(Source document):
*** Begin section ***

By JAMES TUCKER
Starring: Haley Bishop, Jemma Moore, Emma Louise Webb
Directed by Rob Savage
Written by Rob Savage, Gemma Hurley, Jed Shephard
Produced by Shadowhouse Films
So… I know I said I was going to be reviewing a film off Hulu next, but, well, I saw HOST. And I wasn’t planning on doing a writeup for the column; I have periods where I cover new releases from Shudder, and then outside of that I try and dig for the hidden gems, stuff that maybe gets buried at the bottom of the queue. But as I was watching the film, I got the sense that I sometimes get where a writeup, one way or another, was inevitable; so I decided to just stop fighting it, take a brief intermission in my (ahem, poorly) planned curriculum, and write about the first film of 2020 to really, truly scare me.
The first thing you need to know about HOST is that it’s premise is deceptively simple: a group of friends meet over zoom in the middle of the pandemic to hold a virtual seance, the first of its kind. This get together was orchestrated by Haley (Haley Bishop), who begs her friends to be respectful of the process, not offending either the visiting spirits or the medium she asked to guide them through it, Seylan (Seylan Baxter). Naturally, though, her friends ignore her request, taking shots every time Seylan says astral plane and even going so far as to fabricate experiences; Emma (Emma Louise Webb) constructs a story about a classmate that hung himself, pretending that he’s choking her. What she doesn’t realize, and what the group will soon find out, is that that kind of flagrant disrespect opens the door for a more malicious entity to take the stage. Don’t disrespect the spirits, kids.
“HOST is the first of it’s kind, filmed from quarantine and mining the anxieties created by the pandemic to maximum effect.”

*** End section ***

(Dataset extract):

*** Begin section ***

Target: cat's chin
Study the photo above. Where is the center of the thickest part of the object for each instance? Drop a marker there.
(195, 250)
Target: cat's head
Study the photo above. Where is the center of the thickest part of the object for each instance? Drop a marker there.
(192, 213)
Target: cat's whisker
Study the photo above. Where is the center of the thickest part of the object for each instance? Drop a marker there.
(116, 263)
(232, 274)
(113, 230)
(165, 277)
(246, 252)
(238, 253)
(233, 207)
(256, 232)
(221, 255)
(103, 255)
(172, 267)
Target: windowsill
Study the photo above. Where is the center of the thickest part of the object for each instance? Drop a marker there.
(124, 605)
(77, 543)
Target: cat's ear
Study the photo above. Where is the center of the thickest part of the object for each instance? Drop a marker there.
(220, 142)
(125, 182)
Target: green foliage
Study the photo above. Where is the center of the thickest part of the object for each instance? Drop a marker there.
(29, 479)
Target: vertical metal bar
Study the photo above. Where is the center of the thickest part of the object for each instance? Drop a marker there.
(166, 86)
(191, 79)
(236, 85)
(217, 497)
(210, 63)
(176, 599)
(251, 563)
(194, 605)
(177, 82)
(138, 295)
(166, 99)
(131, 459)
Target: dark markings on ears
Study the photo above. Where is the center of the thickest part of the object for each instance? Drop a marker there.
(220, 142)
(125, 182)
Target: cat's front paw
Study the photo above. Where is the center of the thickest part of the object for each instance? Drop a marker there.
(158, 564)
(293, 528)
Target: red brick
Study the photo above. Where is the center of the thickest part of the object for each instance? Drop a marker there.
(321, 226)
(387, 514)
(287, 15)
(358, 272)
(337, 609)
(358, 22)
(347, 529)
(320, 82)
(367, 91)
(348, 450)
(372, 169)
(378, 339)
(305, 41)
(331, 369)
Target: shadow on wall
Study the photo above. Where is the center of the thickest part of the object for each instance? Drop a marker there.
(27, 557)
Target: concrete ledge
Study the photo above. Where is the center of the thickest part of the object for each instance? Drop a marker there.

*** End section ***

(Exercise instructions):
- A) Rewrite the HOST review, starting at "The first thing" and ending at "the spirits, kids.", with "spirits" swapped for "ghosts".
- B) Carry on the HOST review from the point where it stops.
The material above isn't needed for this.

(Results for the exercise):
- A)
The first thing you need to know about HOST is that it’s premise is deceptively simple: a group of friends meet over zoom in the middle of the pandemic to hold a virtual seance, the first of its kind. This get together was orchestrated by Haley (Haley Bishop), who begs her friends to be respectful of the process, not offending either the visiting ghosts or the medium she asked to guide them through it, Seylan (Seylan Baxter). Naturally, though, her friends ignore her request, taking shots every time Seylan says astral plane and even going so far as to fabricate experiences; Emma (Emma Louise Webb) constructs a story about a classmate that hung himself, pretending that he’s choking her. What she doesn’t realize, and what the group will soon find out, is that that kind of flagrant disrespect opens the door for a more malicious entity to take the stage. Don’t disrespect the ghosts, kids.

- B)
The main point of this writeup, if there is one, is that we need more films like this. Watching this was at once the most refreshing and horrifying thing I’ve seen all year, because this was the first film I’ve seen that explicitly addressed the pandemic. I was able to relate to this film on a level I haven’t with any other film since the coronavirus pandemic hit, and it was able to mess with me in ways other films haven’t, because this is the first film to adequately exploit the anxieties and challenges the pandemic caused. Being trapped in one’s own home away from support structures, your only connection to them being a shitty face-cam and a wi-fi connection that drops every five minutes or so, all the while being slowly drained by the day to day process of existing in a global emergency, mind warring between boredom and anxiety; it is amazing, frankly, that it took this long for that situation to be addressed. And the true genius of HOST is that they took that vulnerability and wove it into the very rules themselves: the circle of protection is inherently fragile (since they aren’t all in the same room), the characters are emotionally weaker than they should be from lockdown, it’s easy to separate them (the leader of the séance is spiritually hung up on at least two, three times) and prey on them individually, and the physical distance between the characters makes it almost impossible to come to their aid when the bad stuff really goes down. Moreover the characters are all likeable and relatable, unlike the characters of the first Unfriended, and so there’s a real sense when you’re watching this movie that you aren’t watching this happen to a group of random people; you’re watching it happen to yourself and those you care about.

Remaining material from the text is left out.